Retype the lines of the items without any changes, starting at the line that contains "Each instance of the steep" and ending at the final line of the items. Leave the pictures out.

Records supplied:
════════════════
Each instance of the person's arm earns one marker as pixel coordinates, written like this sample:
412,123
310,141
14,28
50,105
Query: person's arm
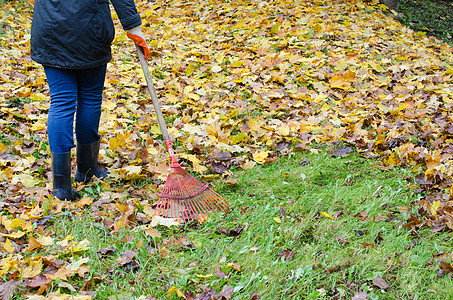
131,21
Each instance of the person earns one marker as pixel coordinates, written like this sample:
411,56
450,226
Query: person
72,40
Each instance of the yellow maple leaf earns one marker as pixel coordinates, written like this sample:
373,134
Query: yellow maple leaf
260,157
8,246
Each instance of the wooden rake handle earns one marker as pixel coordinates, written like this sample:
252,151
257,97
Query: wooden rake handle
156,104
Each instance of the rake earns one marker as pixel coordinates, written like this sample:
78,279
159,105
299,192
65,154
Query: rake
183,196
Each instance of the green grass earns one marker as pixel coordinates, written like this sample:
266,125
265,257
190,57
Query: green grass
431,16
328,257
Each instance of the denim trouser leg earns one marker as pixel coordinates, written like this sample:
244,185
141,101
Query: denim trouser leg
74,91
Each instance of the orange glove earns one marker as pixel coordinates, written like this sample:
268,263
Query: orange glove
136,35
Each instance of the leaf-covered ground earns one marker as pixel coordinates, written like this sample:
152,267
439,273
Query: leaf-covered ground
242,83
434,17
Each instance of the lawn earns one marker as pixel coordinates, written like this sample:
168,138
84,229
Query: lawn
310,226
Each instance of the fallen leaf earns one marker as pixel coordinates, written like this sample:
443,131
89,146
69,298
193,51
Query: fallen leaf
126,258
7,289
381,283
107,251
178,292
288,254
235,266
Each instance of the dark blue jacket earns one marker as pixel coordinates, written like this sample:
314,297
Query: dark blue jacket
77,34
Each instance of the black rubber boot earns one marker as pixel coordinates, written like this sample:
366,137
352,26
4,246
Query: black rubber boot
87,162
61,172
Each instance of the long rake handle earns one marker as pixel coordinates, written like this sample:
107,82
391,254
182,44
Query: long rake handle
156,104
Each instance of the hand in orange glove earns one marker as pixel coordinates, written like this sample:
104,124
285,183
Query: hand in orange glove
137,36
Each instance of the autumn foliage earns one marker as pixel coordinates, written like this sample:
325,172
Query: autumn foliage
241,83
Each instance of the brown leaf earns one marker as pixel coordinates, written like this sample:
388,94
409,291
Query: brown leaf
226,292
38,281
255,296
127,257
379,238
360,296
231,232
88,286
446,267
286,253
7,289
219,273
367,245
341,239
342,152
381,283
107,251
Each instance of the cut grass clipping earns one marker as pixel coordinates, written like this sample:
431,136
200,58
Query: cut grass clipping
310,226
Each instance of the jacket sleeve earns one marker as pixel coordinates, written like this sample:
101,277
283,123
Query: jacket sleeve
127,13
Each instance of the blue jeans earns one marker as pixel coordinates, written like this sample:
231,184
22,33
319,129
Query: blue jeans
79,92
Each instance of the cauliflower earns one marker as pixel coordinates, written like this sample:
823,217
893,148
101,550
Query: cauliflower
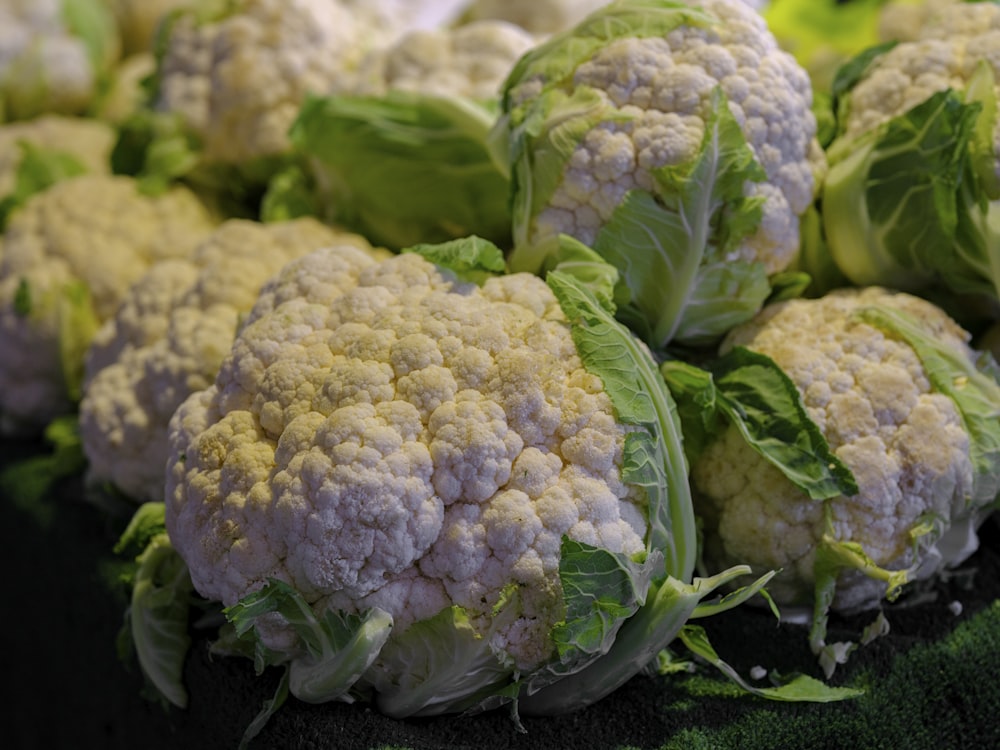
469,60
387,438
68,257
238,80
676,139
912,196
430,469
53,54
168,339
893,386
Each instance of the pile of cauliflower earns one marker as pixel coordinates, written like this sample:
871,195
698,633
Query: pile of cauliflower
414,440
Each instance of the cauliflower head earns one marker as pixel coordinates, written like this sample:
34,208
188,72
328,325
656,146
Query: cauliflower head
384,436
470,60
874,400
53,54
652,95
68,258
911,198
677,140
238,80
168,339
951,43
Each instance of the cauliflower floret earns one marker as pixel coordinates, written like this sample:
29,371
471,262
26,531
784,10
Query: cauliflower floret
238,81
48,62
950,44
868,392
469,60
69,256
168,339
653,97
362,441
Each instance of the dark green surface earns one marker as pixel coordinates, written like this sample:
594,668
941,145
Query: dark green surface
932,682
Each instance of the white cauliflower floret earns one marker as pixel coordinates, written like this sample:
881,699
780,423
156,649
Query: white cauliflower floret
47,63
169,338
906,444
953,41
88,141
654,94
69,256
363,442
469,60
238,81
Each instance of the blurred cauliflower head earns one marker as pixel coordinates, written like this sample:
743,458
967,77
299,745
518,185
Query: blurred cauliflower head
384,436
874,396
633,93
69,256
53,55
168,339
237,79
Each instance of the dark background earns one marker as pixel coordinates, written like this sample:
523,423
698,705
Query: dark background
932,682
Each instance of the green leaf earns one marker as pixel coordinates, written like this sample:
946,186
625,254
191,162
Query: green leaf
444,665
799,688
339,646
38,169
637,645
555,60
23,299
93,22
601,589
405,168
158,618
77,324
902,206
671,248
471,259
749,391
974,391
822,34
654,454
148,521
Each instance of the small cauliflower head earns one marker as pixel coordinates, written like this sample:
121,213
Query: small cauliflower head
649,81
53,54
69,256
952,41
470,60
168,339
382,436
905,442
238,80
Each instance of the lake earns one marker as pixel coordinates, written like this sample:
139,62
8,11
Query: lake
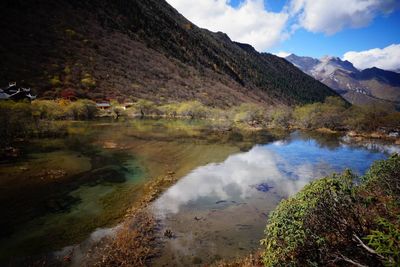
59,191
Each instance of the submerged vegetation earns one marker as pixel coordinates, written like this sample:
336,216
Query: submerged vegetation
22,119
333,221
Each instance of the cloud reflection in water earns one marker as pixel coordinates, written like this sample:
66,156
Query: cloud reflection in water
287,166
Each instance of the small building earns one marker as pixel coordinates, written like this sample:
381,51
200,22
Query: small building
13,92
103,105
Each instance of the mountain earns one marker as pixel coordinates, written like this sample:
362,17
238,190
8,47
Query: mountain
368,86
129,49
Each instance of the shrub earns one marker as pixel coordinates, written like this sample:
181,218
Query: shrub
55,81
88,81
318,115
82,109
289,236
386,241
325,223
192,109
280,117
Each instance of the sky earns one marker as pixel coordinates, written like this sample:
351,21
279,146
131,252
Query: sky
365,32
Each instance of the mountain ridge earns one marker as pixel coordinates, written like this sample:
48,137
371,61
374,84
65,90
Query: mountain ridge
360,87
135,49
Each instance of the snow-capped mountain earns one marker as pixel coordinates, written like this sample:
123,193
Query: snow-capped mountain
360,87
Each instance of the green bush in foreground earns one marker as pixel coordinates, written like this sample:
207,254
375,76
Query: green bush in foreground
333,222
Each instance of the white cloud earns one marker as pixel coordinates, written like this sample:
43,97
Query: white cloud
249,23
282,54
387,58
330,17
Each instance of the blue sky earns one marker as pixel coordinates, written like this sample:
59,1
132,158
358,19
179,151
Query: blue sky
382,32
366,32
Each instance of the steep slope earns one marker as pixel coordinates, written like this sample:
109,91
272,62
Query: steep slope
138,49
359,87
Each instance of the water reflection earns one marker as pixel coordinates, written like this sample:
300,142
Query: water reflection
286,166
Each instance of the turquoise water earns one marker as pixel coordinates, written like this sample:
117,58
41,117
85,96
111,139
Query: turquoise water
220,210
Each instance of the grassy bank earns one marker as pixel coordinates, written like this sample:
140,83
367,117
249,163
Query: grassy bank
35,119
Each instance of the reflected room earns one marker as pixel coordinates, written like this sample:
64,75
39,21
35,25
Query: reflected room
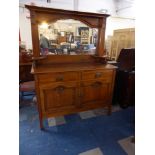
════════════════
Correct response:
Each instance of the steep slope earns one marker as pixel coordinates, written like this sample:
109,91
272,62
Query: steep slope
138,49
359,87
Each instance of the water reflection earns one marker as pixel coordinates, written like this sample:
300,142
Query: water reflection
286,166
Each instance of the turquoise water earns one marker as pixel coordinates, written like this sample:
117,58
41,117
85,96
111,139
Query: turquoise water
220,210
Each instance of the grassy bank earns one marker as pixel coordinates, written like this sample:
140,83
367,117
249,163
Query: grassy bank
35,119
Each instance of the reflected room earns one marker as pixel coordinates, written like this sample:
64,75
39,21
35,25
Query: reflected room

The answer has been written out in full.